### REQUIRED WORK
Pick out every line below that contains the string "ladder" and copy each of those lines. Case counts.

### PROVIDED RECORDS
##############################

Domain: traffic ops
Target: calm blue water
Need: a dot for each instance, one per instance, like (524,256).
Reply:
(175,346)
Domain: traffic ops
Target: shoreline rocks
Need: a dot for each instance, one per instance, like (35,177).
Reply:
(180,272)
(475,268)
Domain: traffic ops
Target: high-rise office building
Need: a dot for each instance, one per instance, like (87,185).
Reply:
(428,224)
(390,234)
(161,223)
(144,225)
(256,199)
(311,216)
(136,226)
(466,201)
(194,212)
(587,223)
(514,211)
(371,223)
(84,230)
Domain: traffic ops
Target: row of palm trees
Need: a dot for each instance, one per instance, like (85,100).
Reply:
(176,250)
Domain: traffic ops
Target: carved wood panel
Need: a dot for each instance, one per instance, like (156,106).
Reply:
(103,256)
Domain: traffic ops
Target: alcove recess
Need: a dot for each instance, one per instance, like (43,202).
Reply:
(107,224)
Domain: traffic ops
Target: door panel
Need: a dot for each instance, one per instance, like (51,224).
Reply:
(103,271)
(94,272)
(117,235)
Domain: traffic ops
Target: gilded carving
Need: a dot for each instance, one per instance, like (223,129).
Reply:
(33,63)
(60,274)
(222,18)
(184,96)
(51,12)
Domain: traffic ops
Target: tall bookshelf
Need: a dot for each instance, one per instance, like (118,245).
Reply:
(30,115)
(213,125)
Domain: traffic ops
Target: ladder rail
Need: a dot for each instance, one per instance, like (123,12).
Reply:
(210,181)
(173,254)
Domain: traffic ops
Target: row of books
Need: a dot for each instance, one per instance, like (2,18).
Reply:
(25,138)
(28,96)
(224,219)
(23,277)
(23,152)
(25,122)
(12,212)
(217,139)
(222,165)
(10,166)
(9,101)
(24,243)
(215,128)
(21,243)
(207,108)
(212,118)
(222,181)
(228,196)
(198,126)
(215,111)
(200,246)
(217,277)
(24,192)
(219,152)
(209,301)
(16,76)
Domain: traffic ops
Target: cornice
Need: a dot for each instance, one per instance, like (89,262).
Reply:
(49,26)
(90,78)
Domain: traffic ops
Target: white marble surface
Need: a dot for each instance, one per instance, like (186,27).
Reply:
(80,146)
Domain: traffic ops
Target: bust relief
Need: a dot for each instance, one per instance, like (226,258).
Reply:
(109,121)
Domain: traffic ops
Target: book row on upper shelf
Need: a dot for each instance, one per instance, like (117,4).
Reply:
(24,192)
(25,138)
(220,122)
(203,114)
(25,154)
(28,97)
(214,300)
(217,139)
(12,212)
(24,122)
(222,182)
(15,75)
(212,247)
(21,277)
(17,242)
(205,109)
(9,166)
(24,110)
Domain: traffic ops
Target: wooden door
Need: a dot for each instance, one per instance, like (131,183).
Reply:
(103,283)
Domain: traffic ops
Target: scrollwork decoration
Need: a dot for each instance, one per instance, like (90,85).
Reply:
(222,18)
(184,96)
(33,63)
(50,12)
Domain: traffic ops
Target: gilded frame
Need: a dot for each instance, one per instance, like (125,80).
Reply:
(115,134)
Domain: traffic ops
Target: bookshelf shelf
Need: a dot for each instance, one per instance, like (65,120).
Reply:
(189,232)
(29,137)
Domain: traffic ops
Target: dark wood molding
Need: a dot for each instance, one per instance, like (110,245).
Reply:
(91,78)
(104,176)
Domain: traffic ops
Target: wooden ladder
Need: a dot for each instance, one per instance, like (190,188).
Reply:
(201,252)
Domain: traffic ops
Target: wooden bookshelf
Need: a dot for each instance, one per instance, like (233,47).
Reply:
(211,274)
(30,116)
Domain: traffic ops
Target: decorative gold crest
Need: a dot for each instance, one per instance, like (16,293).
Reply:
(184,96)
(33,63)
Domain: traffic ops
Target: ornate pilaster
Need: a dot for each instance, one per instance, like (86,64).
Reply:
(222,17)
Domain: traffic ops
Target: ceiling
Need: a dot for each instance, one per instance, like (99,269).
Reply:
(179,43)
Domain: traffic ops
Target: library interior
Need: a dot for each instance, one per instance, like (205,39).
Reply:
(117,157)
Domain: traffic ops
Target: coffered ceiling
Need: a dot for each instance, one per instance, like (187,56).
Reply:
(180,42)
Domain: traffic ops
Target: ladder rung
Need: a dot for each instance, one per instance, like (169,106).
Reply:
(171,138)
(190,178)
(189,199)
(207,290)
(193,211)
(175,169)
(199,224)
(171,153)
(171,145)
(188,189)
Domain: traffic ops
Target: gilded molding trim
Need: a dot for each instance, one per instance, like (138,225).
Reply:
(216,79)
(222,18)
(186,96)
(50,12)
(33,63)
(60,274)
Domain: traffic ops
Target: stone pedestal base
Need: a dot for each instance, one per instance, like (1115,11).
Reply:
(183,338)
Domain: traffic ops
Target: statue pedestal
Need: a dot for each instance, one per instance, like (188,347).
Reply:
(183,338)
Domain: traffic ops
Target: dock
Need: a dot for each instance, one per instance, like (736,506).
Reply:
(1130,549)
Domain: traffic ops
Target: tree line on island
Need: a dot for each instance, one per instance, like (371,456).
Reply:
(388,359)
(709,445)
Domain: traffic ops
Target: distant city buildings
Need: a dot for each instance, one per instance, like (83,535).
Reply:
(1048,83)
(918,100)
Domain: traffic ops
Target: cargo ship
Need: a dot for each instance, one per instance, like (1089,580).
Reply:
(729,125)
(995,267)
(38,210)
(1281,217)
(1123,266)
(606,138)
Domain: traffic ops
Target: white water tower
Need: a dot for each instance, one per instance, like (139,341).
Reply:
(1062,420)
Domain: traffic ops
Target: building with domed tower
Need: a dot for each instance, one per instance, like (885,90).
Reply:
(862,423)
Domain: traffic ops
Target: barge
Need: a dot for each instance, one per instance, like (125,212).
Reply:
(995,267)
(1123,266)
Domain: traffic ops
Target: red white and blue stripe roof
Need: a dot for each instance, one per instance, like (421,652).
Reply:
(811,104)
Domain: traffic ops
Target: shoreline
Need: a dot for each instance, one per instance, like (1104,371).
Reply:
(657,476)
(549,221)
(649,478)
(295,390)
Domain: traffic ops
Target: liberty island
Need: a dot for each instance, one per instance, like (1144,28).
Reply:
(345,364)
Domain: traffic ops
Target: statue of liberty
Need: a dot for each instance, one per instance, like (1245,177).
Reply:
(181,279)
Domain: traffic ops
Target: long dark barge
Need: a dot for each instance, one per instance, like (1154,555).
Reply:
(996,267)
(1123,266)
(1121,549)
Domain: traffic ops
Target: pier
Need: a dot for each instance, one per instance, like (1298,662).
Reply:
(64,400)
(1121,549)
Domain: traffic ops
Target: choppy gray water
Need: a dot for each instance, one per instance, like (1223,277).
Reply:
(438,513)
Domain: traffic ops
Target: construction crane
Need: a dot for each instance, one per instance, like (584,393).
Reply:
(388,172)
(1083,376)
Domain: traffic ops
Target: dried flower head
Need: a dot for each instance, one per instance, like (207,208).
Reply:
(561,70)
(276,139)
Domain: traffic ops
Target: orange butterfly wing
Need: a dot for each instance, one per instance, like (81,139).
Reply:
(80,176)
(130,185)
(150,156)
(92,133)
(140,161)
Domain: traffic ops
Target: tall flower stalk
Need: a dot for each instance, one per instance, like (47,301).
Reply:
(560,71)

##############################

### COMPLETED EXERCISE
Target: ladder rail
Target: wooden ladder
Target: ladder rung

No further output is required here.